:: Extracted records ::
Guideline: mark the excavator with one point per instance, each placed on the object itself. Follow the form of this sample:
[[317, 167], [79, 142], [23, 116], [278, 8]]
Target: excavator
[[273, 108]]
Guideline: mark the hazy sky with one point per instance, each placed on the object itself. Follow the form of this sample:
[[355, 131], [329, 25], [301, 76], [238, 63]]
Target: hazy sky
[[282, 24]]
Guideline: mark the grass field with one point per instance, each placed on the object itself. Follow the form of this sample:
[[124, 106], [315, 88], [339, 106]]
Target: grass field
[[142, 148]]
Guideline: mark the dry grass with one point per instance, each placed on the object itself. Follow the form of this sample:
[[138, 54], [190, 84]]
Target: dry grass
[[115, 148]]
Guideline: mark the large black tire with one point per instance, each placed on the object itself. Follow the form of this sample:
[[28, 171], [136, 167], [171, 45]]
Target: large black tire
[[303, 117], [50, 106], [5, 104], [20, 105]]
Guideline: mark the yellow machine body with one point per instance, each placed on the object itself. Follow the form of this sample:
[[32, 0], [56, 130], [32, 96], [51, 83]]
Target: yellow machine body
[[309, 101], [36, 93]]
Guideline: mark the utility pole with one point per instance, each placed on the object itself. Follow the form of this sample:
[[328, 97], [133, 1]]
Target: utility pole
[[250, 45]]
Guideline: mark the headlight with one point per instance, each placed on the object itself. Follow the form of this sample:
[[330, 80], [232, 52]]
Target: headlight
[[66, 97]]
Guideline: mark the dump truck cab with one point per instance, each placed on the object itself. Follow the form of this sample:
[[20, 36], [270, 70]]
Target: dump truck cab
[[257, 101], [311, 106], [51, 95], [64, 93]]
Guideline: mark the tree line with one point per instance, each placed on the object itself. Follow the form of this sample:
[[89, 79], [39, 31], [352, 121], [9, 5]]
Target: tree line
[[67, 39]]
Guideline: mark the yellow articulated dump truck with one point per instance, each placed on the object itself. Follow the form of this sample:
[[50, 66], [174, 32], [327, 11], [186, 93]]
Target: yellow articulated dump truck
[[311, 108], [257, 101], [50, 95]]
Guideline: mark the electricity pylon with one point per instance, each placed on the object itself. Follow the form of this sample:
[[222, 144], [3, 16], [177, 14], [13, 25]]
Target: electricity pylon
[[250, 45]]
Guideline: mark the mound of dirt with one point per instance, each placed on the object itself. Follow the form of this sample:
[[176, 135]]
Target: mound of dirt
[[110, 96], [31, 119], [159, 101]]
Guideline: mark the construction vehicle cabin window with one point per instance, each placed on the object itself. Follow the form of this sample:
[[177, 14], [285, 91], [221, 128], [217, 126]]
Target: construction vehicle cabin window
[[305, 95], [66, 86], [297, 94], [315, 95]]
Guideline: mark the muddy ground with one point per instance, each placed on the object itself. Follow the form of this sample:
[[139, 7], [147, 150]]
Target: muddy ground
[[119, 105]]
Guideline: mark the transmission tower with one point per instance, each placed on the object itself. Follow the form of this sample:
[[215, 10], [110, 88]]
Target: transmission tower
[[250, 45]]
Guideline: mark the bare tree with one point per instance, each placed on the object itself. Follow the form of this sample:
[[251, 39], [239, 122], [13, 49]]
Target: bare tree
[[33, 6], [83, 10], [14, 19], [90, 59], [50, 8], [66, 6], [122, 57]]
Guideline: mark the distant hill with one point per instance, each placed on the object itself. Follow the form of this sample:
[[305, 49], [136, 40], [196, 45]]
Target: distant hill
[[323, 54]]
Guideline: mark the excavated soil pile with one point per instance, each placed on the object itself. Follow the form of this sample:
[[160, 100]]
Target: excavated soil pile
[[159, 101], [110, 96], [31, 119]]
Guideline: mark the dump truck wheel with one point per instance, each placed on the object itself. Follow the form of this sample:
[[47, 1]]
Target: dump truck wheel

:: What is expected ::
Extract from the listing above, without alteration, the lines running from the line that contains "Guideline: mark the yellow articulated" up to and including the line that contains "[[110, 96], [31, 119], [159, 101]]".

:: Solution to this task ::
Guideline: mark the yellow articulated dump truck with one point per instance, each placed on the object itself. Follow the form of this sample:
[[50, 66], [174, 32], [327, 11], [186, 93]]
Target: yellow articulated dump truck
[[311, 108], [257, 101], [50, 95]]
Guideline: mark the electricity pylon with one point per instance, each placed on the object itself. Follow the form of this sample:
[[222, 144], [3, 16], [177, 14], [13, 25]]
Target: electricity pylon
[[250, 45]]
Guideline: mark the mound of dirt with one point per instance, each placed on the object itself. Follow the form of this sample:
[[176, 135]]
Target: mound of dirt
[[110, 96], [31, 119], [159, 101]]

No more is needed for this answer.